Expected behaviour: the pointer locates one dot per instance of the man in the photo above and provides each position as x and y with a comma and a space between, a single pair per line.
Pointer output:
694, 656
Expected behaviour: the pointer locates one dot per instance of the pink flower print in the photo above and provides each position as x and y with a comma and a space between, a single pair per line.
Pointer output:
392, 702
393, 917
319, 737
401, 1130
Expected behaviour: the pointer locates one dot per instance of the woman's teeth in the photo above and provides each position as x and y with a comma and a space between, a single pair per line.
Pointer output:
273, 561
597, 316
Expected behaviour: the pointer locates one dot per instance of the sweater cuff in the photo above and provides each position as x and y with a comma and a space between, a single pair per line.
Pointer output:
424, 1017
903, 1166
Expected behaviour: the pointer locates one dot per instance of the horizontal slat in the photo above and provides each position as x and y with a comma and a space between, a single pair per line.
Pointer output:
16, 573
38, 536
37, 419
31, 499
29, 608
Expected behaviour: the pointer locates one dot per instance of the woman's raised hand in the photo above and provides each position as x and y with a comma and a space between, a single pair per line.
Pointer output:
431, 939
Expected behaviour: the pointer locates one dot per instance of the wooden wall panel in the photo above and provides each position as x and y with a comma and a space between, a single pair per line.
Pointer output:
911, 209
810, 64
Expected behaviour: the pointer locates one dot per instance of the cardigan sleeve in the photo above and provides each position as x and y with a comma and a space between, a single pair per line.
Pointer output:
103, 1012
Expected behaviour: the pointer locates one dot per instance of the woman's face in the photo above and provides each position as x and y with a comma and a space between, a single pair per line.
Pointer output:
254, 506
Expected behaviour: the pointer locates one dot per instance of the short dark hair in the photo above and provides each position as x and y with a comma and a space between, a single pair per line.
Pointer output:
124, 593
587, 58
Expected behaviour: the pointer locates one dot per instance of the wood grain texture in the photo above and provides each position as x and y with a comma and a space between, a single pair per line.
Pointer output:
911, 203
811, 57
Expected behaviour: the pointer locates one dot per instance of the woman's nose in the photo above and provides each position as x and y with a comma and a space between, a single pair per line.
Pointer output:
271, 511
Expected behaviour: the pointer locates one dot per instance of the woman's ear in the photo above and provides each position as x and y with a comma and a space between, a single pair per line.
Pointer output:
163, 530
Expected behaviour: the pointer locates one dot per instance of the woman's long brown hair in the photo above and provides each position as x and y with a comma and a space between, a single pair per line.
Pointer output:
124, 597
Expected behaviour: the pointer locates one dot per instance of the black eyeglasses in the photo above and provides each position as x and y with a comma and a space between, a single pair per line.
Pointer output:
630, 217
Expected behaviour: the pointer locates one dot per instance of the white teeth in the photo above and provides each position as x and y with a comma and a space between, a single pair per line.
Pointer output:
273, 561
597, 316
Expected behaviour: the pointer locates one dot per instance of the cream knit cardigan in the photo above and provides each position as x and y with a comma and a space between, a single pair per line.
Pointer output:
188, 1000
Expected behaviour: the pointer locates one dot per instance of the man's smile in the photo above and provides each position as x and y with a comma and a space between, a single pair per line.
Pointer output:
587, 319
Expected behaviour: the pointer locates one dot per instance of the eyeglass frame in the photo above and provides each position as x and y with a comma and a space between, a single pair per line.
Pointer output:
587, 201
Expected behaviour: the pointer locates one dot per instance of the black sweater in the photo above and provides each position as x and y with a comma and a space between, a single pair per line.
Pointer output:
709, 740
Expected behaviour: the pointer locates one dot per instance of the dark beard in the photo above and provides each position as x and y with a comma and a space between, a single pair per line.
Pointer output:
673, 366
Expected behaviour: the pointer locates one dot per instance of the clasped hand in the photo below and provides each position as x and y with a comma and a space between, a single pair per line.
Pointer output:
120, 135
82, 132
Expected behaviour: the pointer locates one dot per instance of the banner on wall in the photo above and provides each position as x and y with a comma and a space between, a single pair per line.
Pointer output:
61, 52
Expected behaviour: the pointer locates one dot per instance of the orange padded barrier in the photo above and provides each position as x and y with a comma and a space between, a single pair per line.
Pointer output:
+ + + + + + +
[WHAT IS REQUIRED]
If a line in the records above contains the string "hair", copy that line out.

[RESULT OF THE TASK]
Expected behaviour: the pointer locates one dot per instance of the short dark hair in the photo above and provides each position as x and y with a comma and a space between, a single pair per line.
Expected behaviour: the pointer locates one dot per instance of the woman's long brown hair in the photo above and provides each position as x and y with a comma and a space between, a single pair per line.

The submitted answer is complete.